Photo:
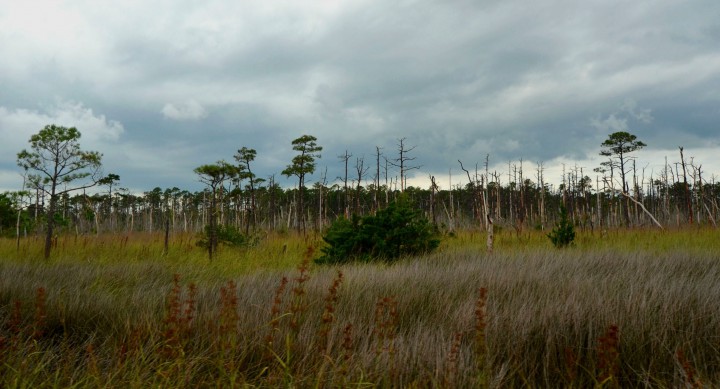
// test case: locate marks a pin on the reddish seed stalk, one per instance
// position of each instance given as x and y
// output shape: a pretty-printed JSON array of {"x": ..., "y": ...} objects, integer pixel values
[
  {"x": 328, "y": 315},
  {"x": 275, "y": 312}
]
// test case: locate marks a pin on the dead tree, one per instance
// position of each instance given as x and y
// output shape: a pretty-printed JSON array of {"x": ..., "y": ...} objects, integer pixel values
[{"x": 403, "y": 162}]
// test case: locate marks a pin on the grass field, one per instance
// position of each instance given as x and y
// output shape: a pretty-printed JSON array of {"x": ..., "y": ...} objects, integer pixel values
[{"x": 633, "y": 308}]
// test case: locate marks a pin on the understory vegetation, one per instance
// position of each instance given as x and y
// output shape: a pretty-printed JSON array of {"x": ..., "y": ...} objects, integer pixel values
[{"x": 622, "y": 308}]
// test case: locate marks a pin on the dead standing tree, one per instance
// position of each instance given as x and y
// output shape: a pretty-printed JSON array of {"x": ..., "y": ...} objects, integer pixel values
[
  {"x": 403, "y": 161},
  {"x": 617, "y": 147}
]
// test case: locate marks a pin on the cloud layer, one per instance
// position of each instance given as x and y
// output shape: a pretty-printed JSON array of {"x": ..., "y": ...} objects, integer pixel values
[{"x": 162, "y": 87}]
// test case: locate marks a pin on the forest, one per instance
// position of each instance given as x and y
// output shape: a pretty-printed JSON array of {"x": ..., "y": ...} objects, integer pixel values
[
  {"x": 519, "y": 198},
  {"x": 101, "y": 287}
]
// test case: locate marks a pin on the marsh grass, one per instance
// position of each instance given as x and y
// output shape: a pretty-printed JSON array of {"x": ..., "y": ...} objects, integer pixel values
[{"x": 617, "y": 310}]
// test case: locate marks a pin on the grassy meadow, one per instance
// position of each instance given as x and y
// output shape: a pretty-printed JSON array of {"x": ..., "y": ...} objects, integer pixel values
[{"x": 622, "y": 308}]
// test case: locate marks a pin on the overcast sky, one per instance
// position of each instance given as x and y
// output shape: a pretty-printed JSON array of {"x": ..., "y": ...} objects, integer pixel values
[{"x": 161, "y": 87}]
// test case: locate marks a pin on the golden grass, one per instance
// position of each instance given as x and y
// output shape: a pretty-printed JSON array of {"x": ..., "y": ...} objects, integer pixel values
[{"x": 634, "y": 308}]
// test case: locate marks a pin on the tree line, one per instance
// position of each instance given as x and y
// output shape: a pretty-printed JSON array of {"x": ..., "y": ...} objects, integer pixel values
[{"x": 618, "y": 193}]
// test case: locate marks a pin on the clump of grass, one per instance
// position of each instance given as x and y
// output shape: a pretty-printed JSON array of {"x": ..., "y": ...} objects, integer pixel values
[{"x": 534, "y": 322}]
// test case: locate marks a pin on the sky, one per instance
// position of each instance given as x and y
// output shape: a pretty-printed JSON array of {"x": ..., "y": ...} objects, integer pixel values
[{"x": 162, "y": 87}]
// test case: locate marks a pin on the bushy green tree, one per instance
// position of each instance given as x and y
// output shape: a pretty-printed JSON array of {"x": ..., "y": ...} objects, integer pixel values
[
  {"x": 395, "y": 231},
  {"x": 55, "y": 163},
  {"x": 563, "y": 234},
  {"x": 302, "y": 165},
  {"x": 226, "y": 235}
]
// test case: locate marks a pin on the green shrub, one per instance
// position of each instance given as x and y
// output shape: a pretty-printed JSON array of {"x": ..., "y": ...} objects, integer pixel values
[
  {"x": 226, "y": 235},
  {"x": 392, "y": 232},
  {"x": 564, "y": 232}
]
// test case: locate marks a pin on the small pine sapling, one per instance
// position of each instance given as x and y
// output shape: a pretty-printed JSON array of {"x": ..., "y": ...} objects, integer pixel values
[{"x": 564, "y": 232}]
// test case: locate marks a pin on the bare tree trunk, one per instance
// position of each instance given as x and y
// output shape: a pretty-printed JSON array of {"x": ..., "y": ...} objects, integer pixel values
[{"x": 687, "y": 188}]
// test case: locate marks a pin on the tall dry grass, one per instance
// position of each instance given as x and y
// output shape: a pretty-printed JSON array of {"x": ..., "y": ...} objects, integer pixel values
[{"x": 584, "y": 317}]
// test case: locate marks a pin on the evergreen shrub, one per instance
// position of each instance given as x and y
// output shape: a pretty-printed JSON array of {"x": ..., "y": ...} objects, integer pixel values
[{"x": 391, "y": 233}]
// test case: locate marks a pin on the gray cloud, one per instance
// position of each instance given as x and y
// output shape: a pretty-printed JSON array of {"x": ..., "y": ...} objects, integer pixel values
[{"x": 459, "y": 79}]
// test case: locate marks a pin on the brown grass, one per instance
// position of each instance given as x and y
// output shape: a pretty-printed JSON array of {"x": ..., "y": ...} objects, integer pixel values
[{"x": 460, "y": 318}]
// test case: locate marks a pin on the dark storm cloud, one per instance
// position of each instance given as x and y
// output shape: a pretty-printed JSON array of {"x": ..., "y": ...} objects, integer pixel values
[{"x": 190, "y": 83}]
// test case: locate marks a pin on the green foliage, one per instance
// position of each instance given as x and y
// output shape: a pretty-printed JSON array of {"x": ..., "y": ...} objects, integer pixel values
[
  {"x": 392, "y": 232},
  {"x": 57, "y": 158},
  {"x": 564, "y": 232},
  {"x": 226, "y": 235},
  {"x": 303, "y": 163},
  {"x": 619, "y": 143}
]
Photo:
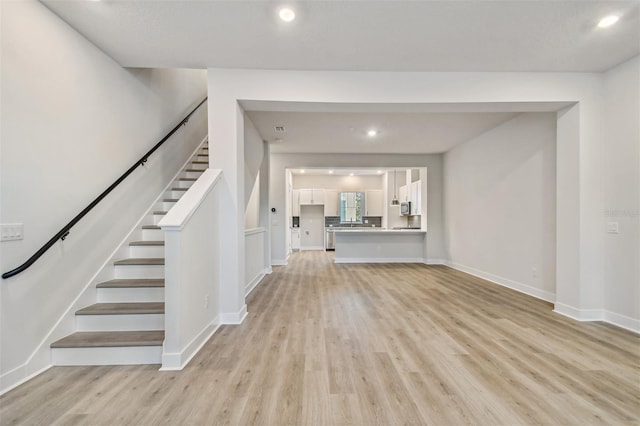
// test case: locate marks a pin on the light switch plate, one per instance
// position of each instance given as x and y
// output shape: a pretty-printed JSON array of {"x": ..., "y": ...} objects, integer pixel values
[{"x": 12, "y": 231}]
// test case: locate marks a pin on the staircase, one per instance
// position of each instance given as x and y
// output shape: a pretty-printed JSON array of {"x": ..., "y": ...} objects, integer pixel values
[{"x": 126, "y": 325}]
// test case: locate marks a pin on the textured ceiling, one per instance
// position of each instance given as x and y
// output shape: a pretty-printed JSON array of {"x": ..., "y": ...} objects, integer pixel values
[{"x": 360, "y": 35}]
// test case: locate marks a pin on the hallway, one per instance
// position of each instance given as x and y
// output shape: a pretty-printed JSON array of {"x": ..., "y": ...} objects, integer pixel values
[{"x": 365, "y": 344}]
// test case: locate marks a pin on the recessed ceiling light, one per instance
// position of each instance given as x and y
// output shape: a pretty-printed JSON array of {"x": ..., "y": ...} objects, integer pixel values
[
  {"x": 286, "y": 14},
  {"x": 607, "y": 21}
]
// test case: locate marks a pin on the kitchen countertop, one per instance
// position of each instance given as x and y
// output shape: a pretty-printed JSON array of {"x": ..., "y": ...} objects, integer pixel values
[{"x": 375, "y": 230}]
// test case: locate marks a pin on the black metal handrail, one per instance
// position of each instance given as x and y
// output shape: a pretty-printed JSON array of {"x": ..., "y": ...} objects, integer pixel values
[{"x": 64, "y": 232}]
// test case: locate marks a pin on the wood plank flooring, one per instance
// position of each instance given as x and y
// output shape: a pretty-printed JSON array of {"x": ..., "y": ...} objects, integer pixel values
[{"x": 392, "y": 344}]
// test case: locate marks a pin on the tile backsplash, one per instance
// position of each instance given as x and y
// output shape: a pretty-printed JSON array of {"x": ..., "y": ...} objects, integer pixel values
[{"x": 372, "y": 221}]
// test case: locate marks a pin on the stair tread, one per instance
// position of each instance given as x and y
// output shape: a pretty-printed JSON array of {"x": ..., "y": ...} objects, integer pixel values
[
  {"x": 94, "y": 339},
  {"x": 134, "y": 282},
  {"x": 140, "y": 261},
  {"x": 123, "y": 308},
  {"x": 146, "y": 243}
]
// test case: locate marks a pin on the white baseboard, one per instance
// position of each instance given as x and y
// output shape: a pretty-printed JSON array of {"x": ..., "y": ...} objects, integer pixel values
[
  {"x": 379, "y": 260},
  {"x": 19, "y": 375},
  {"x": 623, "y": 321},
  {"x": 179, "y": 360},
  {"x": 234, "y": 317},
  {"x": 585, "y": 315},
  {"x": 253, "y": 283},
  {"x": 505, "y": 282}
]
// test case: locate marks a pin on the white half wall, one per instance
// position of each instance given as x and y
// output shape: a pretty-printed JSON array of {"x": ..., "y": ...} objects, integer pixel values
[
  {"x": 73, "y": 121},
  {"x": 192, "y": 263},
  {"x": 254, "y": 243},
  {"x": 500, "y": 191}
]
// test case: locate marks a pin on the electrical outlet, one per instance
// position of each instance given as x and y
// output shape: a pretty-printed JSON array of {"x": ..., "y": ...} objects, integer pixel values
[{"x": 12, "y": 231}]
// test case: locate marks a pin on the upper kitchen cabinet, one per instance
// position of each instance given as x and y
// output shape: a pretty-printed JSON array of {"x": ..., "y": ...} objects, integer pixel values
[
  {"x": 295, "y": 202},
  {"x": 331, "y": 203},
  {"x": 374, "y": 202},
  {"x": 311, "y": 196}
]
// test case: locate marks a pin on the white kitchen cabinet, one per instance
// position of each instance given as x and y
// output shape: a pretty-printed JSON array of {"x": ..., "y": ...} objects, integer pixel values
[
  {"x": 416, "y": 198},
  {"x": 331, "y": 203},
  {"x": 295, "y": 202},
  {"x": 374, "y": 202},
  {"x": 295, "y": 239},
  {"x": 311, "y": 196}
]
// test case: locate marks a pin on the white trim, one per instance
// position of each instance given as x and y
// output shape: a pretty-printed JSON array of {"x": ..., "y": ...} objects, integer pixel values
[
  {"x": 622, "y": 321},
  {"x": 579, "y": 314},
  {"x": 253, "y": 231},
  {"x": 22, "y": 378},
  {"x": 248, "y": 288},
  {"x": 186, "y": 206},
  {"x": 234, "y": 317},
  {"x": 505, "y": 282},
  {"x": 379, "y": 260},
  {"x": 179, "y": 360}
]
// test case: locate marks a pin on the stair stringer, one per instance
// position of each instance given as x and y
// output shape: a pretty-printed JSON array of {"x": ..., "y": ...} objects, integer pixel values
[{"x": 41, "y": 359}]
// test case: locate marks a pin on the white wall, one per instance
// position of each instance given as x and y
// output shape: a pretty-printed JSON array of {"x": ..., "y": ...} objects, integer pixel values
[
  {"x": 192, "y": 284},
  {"x": 500, "y": 191},
  {"x": 73, "y": 121},
  {"x": 281, "y": 162},
  {"x": 339, "y": 183},
  {"x": 621, "y": 159}
]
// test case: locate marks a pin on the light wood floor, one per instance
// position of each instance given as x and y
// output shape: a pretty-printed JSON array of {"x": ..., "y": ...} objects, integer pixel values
[{"x": 328, "y": 344}]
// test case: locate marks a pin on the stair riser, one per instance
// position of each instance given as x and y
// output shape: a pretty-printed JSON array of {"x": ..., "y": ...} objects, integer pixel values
[
  {"x": 146, "y": 251},
  {"x": 139, "y": 271},
  {"x": 141, "y": 322},
  {"x": 174, "y": 194},
  {"x": 129, "y": 355},
  {"x": 198, "y": 166},
  {"x": 183, "y": 184},
  {"x": 157, "y": 218},
  {"x": 153, "y": 234},
  {"x": 163, "y": 206},
  {"x": 130, "y": 295},
  {"x": 192, "y": 174}
]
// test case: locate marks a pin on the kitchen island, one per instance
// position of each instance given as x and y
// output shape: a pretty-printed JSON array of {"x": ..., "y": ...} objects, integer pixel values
[{"x": 378, "y": 245}]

▬▬▬▬▬▬

**Challenge**.
Nothing but the lines from the one with "white wall, one per instance" through the end of the data above should be repeated, each exactly as it stands.

**Solved exercise**.
// test case: locate marks a pin on the white wall, one per instance
// position of each instance given as x and y
// output shape: a pretty-printed JSON array of {"x": ..., "y": ...} objects, integer pixel values
[
  {"x": 192, "y": 284},
  {"x": 500, "y": 191},
  {"x": 73, "y": 121},
  {"x": 281, "y": 162},
  {"x": 339, "y": 183},
  {"x": 621, "y": 159}
]
// test case: locate marks a pin on the light wood floor, one per instance
// position of each instance given as x and y
// output shape: a pretty-printed JSON array of {"x": ..., "y": ...} objects, integer pixel values
[{"x": 328, "y": 344}]
// test case: locate marks a pin on the stair riser, one per instance
// position of each instance given as x and y
// output shape: a pretty-printed JSON array of {"x": ..., "y": ...} objects, integer pixel values
[
  {"x": 146, "y": 251},
  {"x": 139, "y": 271},
  {"x": 141, "y": 322},
  {"x": 174, "y": 194},
  {"x": 129, "y": 355},
  {"x": 198, "y": 166},
  {"x": 183, "y": 184},
  {"x": 157, "y": 218},
  {"x": 153, "y": 234},
  {"x": 163, "y": 206},
  {"x": 130, "y": 295},
  {"x": 192, "y": 174}
]
// test case: locate marks a pin on the kitchen island, one per instance
// position of each instance given as x and y
// output shape: a pretty-printed JSON array of {"x": ..., "y": ...} objects, integer pixel values
[{"x": 378, "y": 245}]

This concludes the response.